*Exercise task A*. According to the Cook Islands Round Cup entry, which club holds the most premierships, and how many titles does it have?
*Exercise task B*. From the Cook Islands Round Cup entry, extract the passage starting with "- Most premierships: Tupapa" and going on through "formed in 1992.".
*Exercise task C*. In the Cook Islands Round Cup entry, the league's founding is listed as "1992 (1950)." Using the history section, explain why two years appear.

*Passage*.
▬▬▬▬▬▬▬▬▬▬

Cook Islands Round Cup
- Organising body: Cook Islands Football Association
- Founded: 1992 (1950)
- Country: Cook Islands
- Regions: Rarotonga
- Confederation: OFC
- Number of clubs: 6
- Level on pyramid: 1
- International cup: OFC Champions League
- Current champions: Tupapa Maraerenga (20 titles) (2025)
- Most premierships: Tupapa Maraerenga (20 titles)
- Broadcaster(s): Vaka Television
- Current: 2026

= Cook Islands Round Cup =

The Cook Islands Round Cup, also known as the Rarotonga Round Cup and the Mustonen Construction Premiership, is an amateur football league, regular season tournament for the Cook Islands Knockout Cup and is the top division of the Cook Islands Football Association. The winner qualifies for the OFC Champions League qualifying stage.

== History ==
League football has been competed in the Cook Islands since 1950, before the Rarotonga Club Competition was formed in 1992.

▬▬▬▬▬▬▬▬▬▬

*Record excerpts*.
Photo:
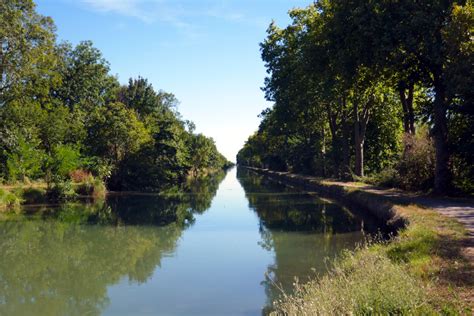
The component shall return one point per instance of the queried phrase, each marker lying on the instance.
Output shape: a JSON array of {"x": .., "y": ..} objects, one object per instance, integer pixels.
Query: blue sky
[{"x": 206, "y": 52}]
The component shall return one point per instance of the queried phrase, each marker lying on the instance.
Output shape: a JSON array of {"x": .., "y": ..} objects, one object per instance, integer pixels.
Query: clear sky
[{"x": 206, "y": 52}]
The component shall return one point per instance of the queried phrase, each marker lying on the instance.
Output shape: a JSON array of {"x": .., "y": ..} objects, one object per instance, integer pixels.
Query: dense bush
[
  {"x": 8, "y": 199},
  {"x": 362, "y": 283},
  {"x": 61, "y": 111},
  {"x": 417, "y": 164}
]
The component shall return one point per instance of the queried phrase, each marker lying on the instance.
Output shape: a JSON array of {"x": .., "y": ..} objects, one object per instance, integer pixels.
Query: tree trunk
[
  {"x": 360, "y": 125},
  {"x": 440, "y": 133},
  {"x": 407, "y": 106},
  {"x": 346, "y": 152}
]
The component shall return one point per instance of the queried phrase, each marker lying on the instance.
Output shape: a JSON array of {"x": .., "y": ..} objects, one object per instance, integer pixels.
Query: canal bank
[{"x": 433, "y": 249}]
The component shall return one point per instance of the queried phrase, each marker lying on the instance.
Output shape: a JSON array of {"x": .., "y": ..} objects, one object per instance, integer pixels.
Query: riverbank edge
[
  {"x": 440, "y": 266},
  {"x": 379, "y": 207}
]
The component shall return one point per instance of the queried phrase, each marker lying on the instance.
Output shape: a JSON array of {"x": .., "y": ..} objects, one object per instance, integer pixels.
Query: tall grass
[
  {"x": 360, "y": 283},
  {"x": 8, "y": 199},
  {"x": 420, "y": 271}
]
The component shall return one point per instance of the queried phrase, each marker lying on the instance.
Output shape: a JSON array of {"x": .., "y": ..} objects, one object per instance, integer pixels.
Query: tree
[{"x": 115, "y": 131}]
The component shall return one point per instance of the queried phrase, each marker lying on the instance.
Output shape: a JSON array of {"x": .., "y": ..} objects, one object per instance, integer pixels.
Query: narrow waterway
[{"x": 217, "y": 248}]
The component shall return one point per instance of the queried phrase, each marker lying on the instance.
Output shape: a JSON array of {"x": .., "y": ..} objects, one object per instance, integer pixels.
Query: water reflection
[
  {"x": 302, "y": 231},
  {"x": 171, "y": 253},
  {"x": 55, "y": 262}
]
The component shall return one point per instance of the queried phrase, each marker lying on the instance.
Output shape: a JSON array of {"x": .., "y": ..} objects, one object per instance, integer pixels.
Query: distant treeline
[
  {"x": 378, "y": 88},
  {"x": 61, "y": 111}
]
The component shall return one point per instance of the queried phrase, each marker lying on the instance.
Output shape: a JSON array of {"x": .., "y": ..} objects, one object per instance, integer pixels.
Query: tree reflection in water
[
  {"x": 302, "y": 230},
  {"x": 60, "y": 261}
]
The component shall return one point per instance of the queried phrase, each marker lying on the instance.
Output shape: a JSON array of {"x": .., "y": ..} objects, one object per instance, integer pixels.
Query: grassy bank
[
  {"x": 12, "y": 196},
  {"x": 420, "y": 271}
]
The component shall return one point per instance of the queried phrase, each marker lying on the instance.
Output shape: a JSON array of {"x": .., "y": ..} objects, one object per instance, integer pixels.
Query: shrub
[
  {"x": 92, "y": 187},
  {"x": 60, "y": 191},
  {"x": 25, "y": 161},
  {"x": 360, "y": 283},
  {"x": 32, "y": 195},
  {"x": 63, "y": 160},
  {"x": 8, "y": 199},
  {"x": 417, "y": 164},
  {"x": 80, "y": 176}
]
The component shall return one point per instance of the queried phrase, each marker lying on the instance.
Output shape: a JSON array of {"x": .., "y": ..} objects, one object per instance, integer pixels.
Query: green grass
[
  {"x": 421, "y": 271},
  {"x": 8, "y": 199}
]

▬▬▬▬▬▬▬▬▬▬

*Final result A*. Tupapa Maraerenga, with 20 titles.

*Final result B*.
- Most premierships: Tupapa Maraerenga (20 titles)
- Broadcaster(s): Vaka Television
- Current: 2026

= Cook Islands Round Cup =

The Cook Islands Round Cup, also known as the Rarotonga Round Cup and the Mustonen Construction Premiership, is an amateur football league, regular season tournament for the Cook Islands Knockout Cup and is the top division of the Cook Islands Football Association. The winner qualifies for the OFC Champions League qualifying stage.

== History ==
League football has been competed in the Cook Islands since 1950, before the Rarotonga Club Competition was formed in 1992.

*Final result C*. League football has been played in the Cook Islands since 1950. The Rarotonga Club Competition was not formed until 1992. The entry therefore gives 1992 as the founding year and 1950 in parentheses.